* _TEXTE FOURNI_:
• • •

Un roman hors du commun.
C’est en effet un roman hors du commun, d’une écriture époustouflante qui a réussi à allier la qualité extrême à une merveilleuse simplicité. Extrêmement érudit, il se lit pourtant aisément et m’a emportée jusqu’au bout. Il faut dire que l’histoire est prenante qui raconte la fin de vie de John Hubbard Wilson, éminent professeur de littérature, atteint de la maladie d’Alzheimer, et ses retrouvailles avec sa fille Miranda avec laquelle il était brouillé depuis trop longtemps « Un sanglot lui échappe lorsqu’elle repense au noble visage de son père, à ses cheveux devenus blancs, à la drôle d’impression – à la fois étrange et familière – que cela lui a faite de le revoir. » A travers un chassé-croisé entre présent et passé, on apprend tout de sa vie, ses amours et… Shakespeare.
Shakespeare en guise de fil conducteur.
Car, et c’est ce qui est impressionnant, le Grand William est le fil conducteur de ce récit. Sans minimiser l’intérêt de l’histoire de l’amour retrouvé entre un père à la mémoire défaillante et sa fille perdue de vue pendant longtemps, la présence de ce grand dramaturge anglais est un plaisir immense. Le travail d’écriture de l’auteure est grandiose qui mêle si bien ses mots à ceux de l’homme dont le milieu de la littérature et du théâtre a tant parlé. La mémoire embrumée du personnage principal est parfaitement restituée qui passe du réel au virtuel d’une seconde à l’autre. Les sentiments, exacerbés parfois, sont bien retranscrits et la fluidité reste présente tout au long du texte.
Un fabuleux travail de traduction.
Il n’est pas possible par ailleurs de passer sous silence le travail fabuleux de la traductrice, corroboré par sa note en fin de roman qui explique ses choix de traducteurs pour les passages des œuvres de Shakespeare.

• • •

* _LISTE DES ENREGISTREMENTS_:
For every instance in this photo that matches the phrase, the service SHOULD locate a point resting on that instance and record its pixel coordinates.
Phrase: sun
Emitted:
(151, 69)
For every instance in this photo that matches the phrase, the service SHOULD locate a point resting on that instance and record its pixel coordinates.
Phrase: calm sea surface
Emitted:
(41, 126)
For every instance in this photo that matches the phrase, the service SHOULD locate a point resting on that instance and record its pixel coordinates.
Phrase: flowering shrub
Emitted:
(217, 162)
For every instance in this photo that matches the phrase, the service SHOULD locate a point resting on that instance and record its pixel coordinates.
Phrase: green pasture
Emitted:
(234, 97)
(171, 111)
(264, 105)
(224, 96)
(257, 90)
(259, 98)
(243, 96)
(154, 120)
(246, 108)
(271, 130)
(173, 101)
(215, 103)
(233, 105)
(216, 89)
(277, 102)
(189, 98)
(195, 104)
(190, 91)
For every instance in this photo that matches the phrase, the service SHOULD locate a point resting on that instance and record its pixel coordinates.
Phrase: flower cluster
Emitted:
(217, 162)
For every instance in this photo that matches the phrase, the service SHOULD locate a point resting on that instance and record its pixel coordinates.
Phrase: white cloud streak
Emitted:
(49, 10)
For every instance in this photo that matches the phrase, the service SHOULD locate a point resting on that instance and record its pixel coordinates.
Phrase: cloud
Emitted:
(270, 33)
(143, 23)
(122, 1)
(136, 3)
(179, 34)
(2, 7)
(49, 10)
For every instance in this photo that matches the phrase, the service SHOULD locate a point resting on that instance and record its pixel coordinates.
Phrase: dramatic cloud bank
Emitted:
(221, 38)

• • •

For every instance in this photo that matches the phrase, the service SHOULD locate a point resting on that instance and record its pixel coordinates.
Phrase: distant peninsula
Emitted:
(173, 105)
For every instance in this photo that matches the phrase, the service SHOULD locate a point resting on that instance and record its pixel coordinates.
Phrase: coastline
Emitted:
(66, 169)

• • •

* _CONSIGNE 1_:
Dans la critique du roman, de quelle maladie John Hubbard Wilson est-il atteint ?
* _CONSIGNE 2_:
Résumez la critique du roman en deux phrases.
* _CONSIGNE 3_:
Pourriez-vous poursuivre la critique du roman à partir de sa dernière phrase ?

* _ZONE DE RÉPONSE 1_:
La maladie d'Alzheimer.

* _ZONE DE RÉPONSE 2_:
La critique salue un roman d'une qualité extrême et d'une merveilleuse simplicité, qui raconte la fin de vie de John Hubbard Wilson, professeur de littérature atteint d'Alzheimer, et ses retrouvailles avec sa fille Miranda. Shakespeare y sert de fil conducteur, et le travail de la traductrice, éclairé par sa note en fin de roman, est jugé fabuleux.

* _ZONE DE RÉPONSE 3_:
Ce roman est remarquable qui allie une étude sur notre relation à ceux qui nous aiment, et, pour reprendre les termes de la quatrième de couverture « sur le sens qu’on donne à sa vie ». Tout au long de ce roman, on s’aperçoit de l’importance de la littérature et de l’aide qu’elle peut apporter.
Editeur : Phébus
Date de Parution : 24 Août 2023
Nombre de pages : 384
Traduit de l’anglais (Etats-Unis) par Nathalie Bru
Me voilà intriguée par la place de Shakespeare dans ce duo familial. Je note ce titre qui m’a l’air passionnant en effet. Belle année 2024, qu’elle soit toujours aussi riche en lectures et en coups de coeur !
Merci Sacha, belle année à toi aussi, avec beaucoup de belles lectures.
J’ai été époustouflée par la maestria avec laquelle l’auteure enchevêtre les temporalités, les points de vue, la littérature et le quotidien. Bien avant « the father », elle nous fait éprouver la confusion induite par la perte de la mémoire et la disparition des repères. Le travail de la traductrice est exceptionnel. Pour moi le meilleur roman de Jean Hegland à ce jour.